[INPUT DATA — start]
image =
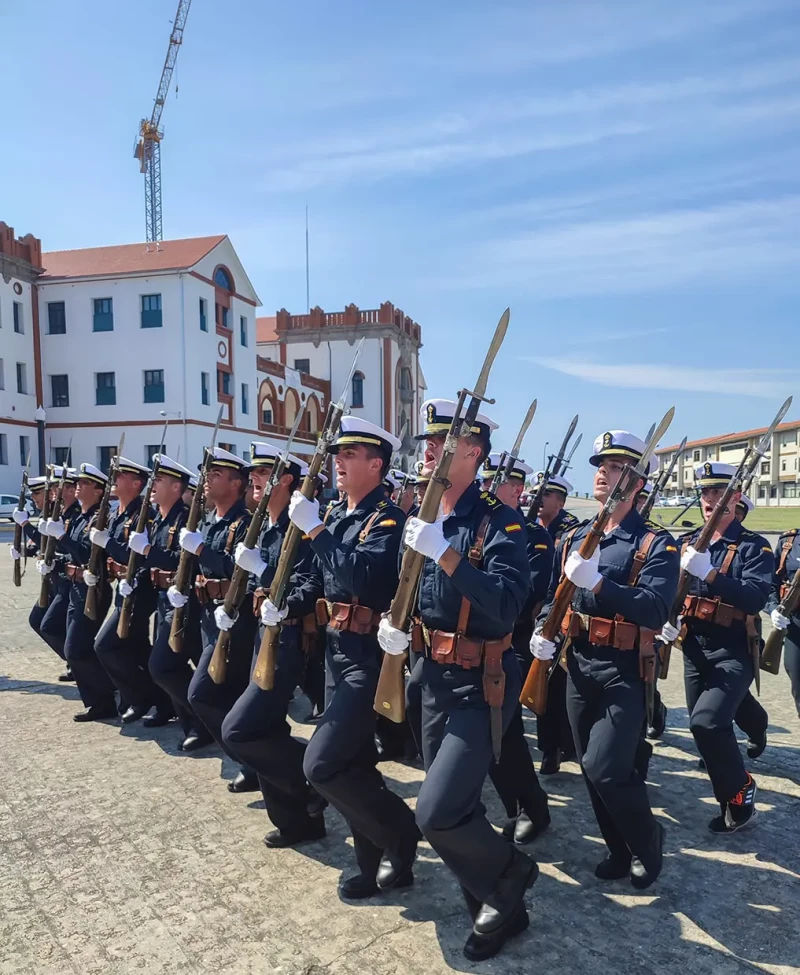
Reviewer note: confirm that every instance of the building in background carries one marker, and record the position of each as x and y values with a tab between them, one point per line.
777	480
388	387
20	378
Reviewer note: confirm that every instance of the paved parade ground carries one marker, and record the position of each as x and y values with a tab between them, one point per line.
120	855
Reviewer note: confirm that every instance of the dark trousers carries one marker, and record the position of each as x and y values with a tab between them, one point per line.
606	708
457	751
125	661
171	671
514	776
93	682
210	701
256	732
716	680
51	622
340	760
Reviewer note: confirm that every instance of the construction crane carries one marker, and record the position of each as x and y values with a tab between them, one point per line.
148	146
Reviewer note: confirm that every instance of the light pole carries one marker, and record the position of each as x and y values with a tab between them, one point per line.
41	417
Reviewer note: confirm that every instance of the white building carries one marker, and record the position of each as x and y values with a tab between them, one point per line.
133	332
20	265
388	388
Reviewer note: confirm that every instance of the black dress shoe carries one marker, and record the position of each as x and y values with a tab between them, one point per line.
527	829
312	829
504	902
551	762
482	946
157	720
244	782
194	741
97	712
644	872
133	714
358	887
612	869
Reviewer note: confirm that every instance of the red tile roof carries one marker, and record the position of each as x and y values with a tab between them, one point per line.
168	255
266	329
728	437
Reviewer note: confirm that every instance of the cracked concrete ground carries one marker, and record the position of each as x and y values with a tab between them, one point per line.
120	855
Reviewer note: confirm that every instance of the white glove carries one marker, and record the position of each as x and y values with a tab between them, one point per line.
125	588
697	564
176	599
542	649
223	621
249	559
304	513
392	640
138	542
426	539
56	528
670	633
191	541
582	572
779	621
271	615
99	537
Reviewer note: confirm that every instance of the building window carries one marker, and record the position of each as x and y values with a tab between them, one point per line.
105	391
103	315
154	385
104	456
59	387
357	398
151	311
56	318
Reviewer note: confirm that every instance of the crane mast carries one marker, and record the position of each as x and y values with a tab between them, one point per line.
148	146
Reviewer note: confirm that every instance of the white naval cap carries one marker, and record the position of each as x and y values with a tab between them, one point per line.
519	471
554	483
354	431
437	415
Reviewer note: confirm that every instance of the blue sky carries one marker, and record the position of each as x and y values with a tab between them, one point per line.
625	176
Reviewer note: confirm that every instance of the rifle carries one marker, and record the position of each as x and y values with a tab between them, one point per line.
748	464
661	482
126	610
507	460
552	469
18	539
534	692
185	570
773	648
50	544
237	590
390	692
101	521
264	670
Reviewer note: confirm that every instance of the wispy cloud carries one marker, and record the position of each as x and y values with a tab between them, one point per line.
766	383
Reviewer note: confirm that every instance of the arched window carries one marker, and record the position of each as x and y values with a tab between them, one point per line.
357	398
222	279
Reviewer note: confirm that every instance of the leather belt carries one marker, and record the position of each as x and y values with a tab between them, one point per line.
711	611
347	616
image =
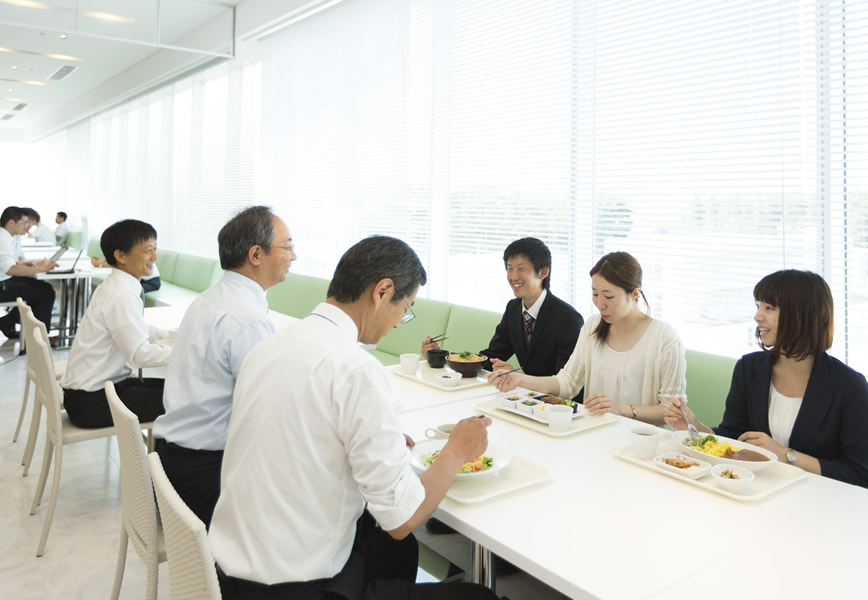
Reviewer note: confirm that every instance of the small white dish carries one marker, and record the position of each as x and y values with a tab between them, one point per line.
739	485
510	401
526	405
694	472
448	378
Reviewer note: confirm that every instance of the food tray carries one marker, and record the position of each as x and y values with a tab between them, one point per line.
518	475
492	408
769	481
426	376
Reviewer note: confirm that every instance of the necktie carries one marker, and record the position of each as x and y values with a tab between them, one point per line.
528	326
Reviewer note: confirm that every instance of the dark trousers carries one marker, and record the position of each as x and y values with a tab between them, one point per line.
379	568
39	295
195	475
144	397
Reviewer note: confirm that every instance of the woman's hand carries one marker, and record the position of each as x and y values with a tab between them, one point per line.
429	345
763	440
504	383
599	404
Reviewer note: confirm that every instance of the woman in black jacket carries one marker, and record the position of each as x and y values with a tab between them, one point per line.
792	398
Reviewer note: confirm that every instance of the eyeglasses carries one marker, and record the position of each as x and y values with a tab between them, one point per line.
409	315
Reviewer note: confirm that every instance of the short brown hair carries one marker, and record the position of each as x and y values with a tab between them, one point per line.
806	320
621	269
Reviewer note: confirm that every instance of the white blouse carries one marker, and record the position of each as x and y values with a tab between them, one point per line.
783	411
622	375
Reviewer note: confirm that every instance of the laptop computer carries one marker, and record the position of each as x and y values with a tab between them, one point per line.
66	271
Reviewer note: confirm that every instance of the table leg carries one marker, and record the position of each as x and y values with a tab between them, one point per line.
481	565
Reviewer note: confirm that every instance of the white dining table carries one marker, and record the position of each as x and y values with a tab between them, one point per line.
602	527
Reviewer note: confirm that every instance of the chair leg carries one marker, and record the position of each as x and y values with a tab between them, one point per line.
43	476
52	503
23	408
122	561
30	446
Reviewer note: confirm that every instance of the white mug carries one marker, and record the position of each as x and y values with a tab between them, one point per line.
644	441
441	432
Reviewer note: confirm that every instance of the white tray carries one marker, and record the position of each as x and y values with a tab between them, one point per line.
492	408
427	376
770	480
517	475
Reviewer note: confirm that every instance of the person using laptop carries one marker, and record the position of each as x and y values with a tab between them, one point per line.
17	276
113	335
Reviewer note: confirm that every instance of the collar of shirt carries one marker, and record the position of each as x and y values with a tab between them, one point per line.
237	279
338	317
126	281
534	310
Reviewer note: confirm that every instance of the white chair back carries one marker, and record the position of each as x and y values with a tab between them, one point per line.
192	574
139	509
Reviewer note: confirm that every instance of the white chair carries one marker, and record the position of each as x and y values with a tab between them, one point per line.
59	430
192	574
28	327
139	521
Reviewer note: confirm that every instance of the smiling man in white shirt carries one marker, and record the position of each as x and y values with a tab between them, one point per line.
218	330
318	498
113	335
17	276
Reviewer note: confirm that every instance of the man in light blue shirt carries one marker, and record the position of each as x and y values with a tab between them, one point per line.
221	326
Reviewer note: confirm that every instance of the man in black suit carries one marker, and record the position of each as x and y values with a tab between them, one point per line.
537	327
[INPUT DATA — finish]
## WHAT TO WORK ON
Leave out the images and copy all remaining data word for word.

## WRITTEN SOLUTION
image =
Reviewer note: confirm that every instance of the building in background carries one marker, and record the position of each as x and y values with a tab between them, one point per line.
777	480
388	387
20	378
Reviewer note: confirm that every instance of the paved parade ground carries one marker, and record the position of each as x and y values with a tab between them, one point per line.
120	855
Reviewer note: confirm that every instance of the dark trousers carries one marker, and record the position of each as x and y values with a tab between them, one point per line.
606	708
457	751
125	661
171	671
514	776
93	682
210	701
256	732
716	680
51	622
340	760
Reviewer note: confirm that every instance of the construction crane carries one marker, and record the position of each as x and y values with a tab between them, one point per line.
148	146
Reviewer note: confirm that every instance of the light pole carries one marker, and record the position of each as x and y values with a tab between them, one point per line.
41	417
Reviewer note: confirm that every instance of the white building carries one marker, and record the position of each as x and y values with a tab between them, one point per line.
133	332
20	265
388	388
Reviewer note: confirm that every instance of the black dress shoe carries one marker, and record the position of each as x and y values with a tab between them, one point per line.
527	829
312	829
504	902
551	762
482	946
157	720
244	782
194	741
97	712
644	872
133	714
358	887
612	869
Reviewer note: confirm that every instance of the red tile roof carries one marker, and record the position of each as x and y values with a tab between them, one point per line.
168	255
266	329
728	437
Reviewer note: confirm that every instance of the cracked concrete ground carries one marker, and record the position of each as x and y values with a tab between them, one point per line.
120	855
Reviewer note: confirm that every instance of the white glove carries one marker, and record the position of each as x and y values with a tab between them, one point per line.
125	588
697	564
176	599
542	649
223	621
249	559
304	513
392	640
138	542
426	539
56	528
670	633
191	541
582	572
779	621
271	615
99	537
Reviewer note: confirm that every instance of the building window carries one marker, and record the position of each as x and y values with a tab between them, one point per line.
105	391
103	315
154	385
104	456
59	387
357	398
151	311
56	318
Reviewer note: confirm that every instance of the crane mast carries one marker, and record the position of each as x and y values with a tab between them, one point per line.
148	146
Reviewer note: confirm that every instance of the white naval cap carries one marker, and record the position of each as x and y values with a tab between them, one point per line.
519	471
554	483
354	431
437	415
Reviewer note: confirm that every instance of the blue sky carries one marker, and record the position of each as x and y values with a tab between them, one point per line.
625	176
Reviewer note: confirm that every instance of the rifle carries one marker, and record the position of each as x and y values with a tab between them, one point per line.
748	464
661	482
126	610
507	460
552	469
18	539
534	692
185	570
773	648
50	544
237	590
390	692
101	521
264	670
Reviewer note: confirm that every instance of the wispy cloud carries one marker, and record the position of each as x and y values with a tab between them, one point per line.
766	383
Reviewer note: confirm that every instance of the arched window carries one marker, and record the position of each as x and y values with a tab between them, one point per line.
357	398
222	279
Reviewer note: confirm that every instance of the leather belt carries one marker, and record the position of each as x and y values with a tab between them, one point per line.
711	611
347	616
image =
Reviewer note: confirm that every instance of the small white dish carries one marker, and record the position of each as x and y values with a tab between them, one point per line.
739	485
510	401
526	405
694	472
448	378
Reviewer note: confirm that every instance of the food tray carries one marker, and record the position of each as x and y values with a tab between them, one point per line.
518	475
492	408
769	481
426	376
Reviewer note: confirm that every instance of the necktie carries one marker, and record the position of each as x and y values with a tab between them, one point per line.
528	326
Reviewer note: confirm that every instance of the dark trousers carries one marker, and record the position of each as x and y values with a tab between them, one point per line.
379	568
39	295
195	475
144	397
Reviewer note: confirm that every instance of the woman's hand carries one marker, and record the position of each as x and y values with a tab between them, one point per line.
429	345
763	440
504	383
599	404
Reviewer note: confirm that every instance of the woman in black jacket carries one marker, and record the position of each as x and y values with a tab between them, one point per line.
792	398
Reviewer note: confirm that every instance of the eyeglasses carries one marker, and record the position of each as x and y values with a tab between them, one point per line.
409	315
Reviewer note: confirm that every instance of the short brown hair carries one marker, and record the position of each as x and y values with a tab between them, one point per line.
806	320
621	269
Reviewer note: confirm that every instance of the white blouse carries one marker, and record the position of each as x and y values with a tab between them, one point per line.
783	411
622	375
Reviewer note: confirm that every instance of the laptop computer carries one marker, and record the position of each as x and y values with a tab between them, one point per line.
66	271
Reviewer note: confirm that every instance of the table leg carries one marker, and record the position of each as x and y values with a tab between them, one point per line.
481	565
Reviewer note: confirm that every instance of the white dining table carries one marker, and record the position of each as x and y values with a tab between them, one point per line.
602	527
Reviewer note: confirm that every instance of the chair leg carries one marker, and record the position of each as x and y values with a tab between them, one point per line.
43	476
52	503
23	408
122	561
30	446
Reviewer note: confirm that every instance of the white mug carries one marker, and record the position of each as x and y values with a tab between them, one point per line.
644	441
441	432
Reviewer note: confirm that every instance of the white tray carries one marker, and record the position of each as x and y values with a tab between them, one point per line.
492	408
427	376
770	480
517	475
Reviewer note: confirm that every instance of the person using laptop carries one marker, and record the position of each as x and y values with a tab between them, one point per line.
17	276
113	335
Reviewer note: confirm that every instance of the collar of shirt carries one marker, and record the position of each as x and y values with a tab between them, one point per line.
237	279
338	317
126	281
534	310
Reviewer note: confirm that every instance of the white chair back carries one marker, and record the position of each as x and y values with a tab between them, one point per line.
192	574
139	509
Reviewer note: confirm that every instance of the white chair carries one marker, and record the position of each as x and y values with a tab between them, one point per line.
59	430
192	574
28	327
139	521
Reviewer note: confirm that every instance of the smiling man in white shirt carries one marker, and record the position of each as x and y values with a tab between them, one point per line.
218	330
318	498
113	335
17	276
Reviewer note: confirm that every instance of the man in light blue shirt carries one marker, and record the position of each as x and y values with a tab between them, one point per line.
221	326
Reviewer note: confirm that every instance of the man in black suit carries one marker, and record the position of each as x and y values with a tab between them, one point per line.
537	327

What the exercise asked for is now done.